• Data to process

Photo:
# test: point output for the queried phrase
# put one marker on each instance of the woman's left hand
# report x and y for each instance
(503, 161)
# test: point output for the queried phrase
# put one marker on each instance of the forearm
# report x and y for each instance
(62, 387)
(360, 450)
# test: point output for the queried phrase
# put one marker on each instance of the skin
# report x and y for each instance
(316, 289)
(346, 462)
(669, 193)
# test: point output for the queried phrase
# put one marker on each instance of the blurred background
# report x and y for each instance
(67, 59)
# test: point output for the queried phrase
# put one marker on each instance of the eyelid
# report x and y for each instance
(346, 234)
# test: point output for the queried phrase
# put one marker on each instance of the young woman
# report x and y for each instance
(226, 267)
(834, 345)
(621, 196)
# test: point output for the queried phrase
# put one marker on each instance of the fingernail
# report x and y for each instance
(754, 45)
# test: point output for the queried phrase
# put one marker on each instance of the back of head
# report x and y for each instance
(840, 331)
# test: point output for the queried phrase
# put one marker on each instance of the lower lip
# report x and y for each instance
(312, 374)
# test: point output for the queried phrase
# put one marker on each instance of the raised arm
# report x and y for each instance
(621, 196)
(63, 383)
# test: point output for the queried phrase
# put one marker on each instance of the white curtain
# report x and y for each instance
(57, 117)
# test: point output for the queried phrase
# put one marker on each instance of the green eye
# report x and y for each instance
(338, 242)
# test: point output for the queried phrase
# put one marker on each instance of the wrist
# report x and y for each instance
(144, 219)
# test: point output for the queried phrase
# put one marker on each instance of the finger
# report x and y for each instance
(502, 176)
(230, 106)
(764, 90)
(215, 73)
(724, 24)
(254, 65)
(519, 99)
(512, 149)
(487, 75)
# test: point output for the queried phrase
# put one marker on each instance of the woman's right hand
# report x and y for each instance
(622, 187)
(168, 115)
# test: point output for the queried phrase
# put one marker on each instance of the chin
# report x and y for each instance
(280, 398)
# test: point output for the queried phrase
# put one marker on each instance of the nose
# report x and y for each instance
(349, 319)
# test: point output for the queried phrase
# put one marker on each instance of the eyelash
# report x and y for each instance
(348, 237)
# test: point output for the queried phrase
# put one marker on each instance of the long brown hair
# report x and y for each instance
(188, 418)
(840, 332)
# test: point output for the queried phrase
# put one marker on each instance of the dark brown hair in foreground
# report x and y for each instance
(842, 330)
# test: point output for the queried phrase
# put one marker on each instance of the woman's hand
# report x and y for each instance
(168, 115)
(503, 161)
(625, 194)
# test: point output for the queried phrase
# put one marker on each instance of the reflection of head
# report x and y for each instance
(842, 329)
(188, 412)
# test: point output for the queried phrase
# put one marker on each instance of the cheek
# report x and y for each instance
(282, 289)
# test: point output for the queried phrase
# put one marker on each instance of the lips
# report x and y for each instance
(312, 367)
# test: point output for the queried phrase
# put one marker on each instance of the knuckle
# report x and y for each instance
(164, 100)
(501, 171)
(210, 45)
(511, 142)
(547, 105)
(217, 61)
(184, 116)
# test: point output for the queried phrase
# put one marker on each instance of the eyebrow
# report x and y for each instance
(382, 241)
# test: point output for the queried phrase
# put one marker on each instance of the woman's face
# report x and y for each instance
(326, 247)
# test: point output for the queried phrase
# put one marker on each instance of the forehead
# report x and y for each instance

• What you have to do
Looking at the listing above, which lines hold "hair"? Copy every such line.

• Result
# put one marker on each instance of the long brown hair
# put one marker on each instance of the dark brown hair in foreground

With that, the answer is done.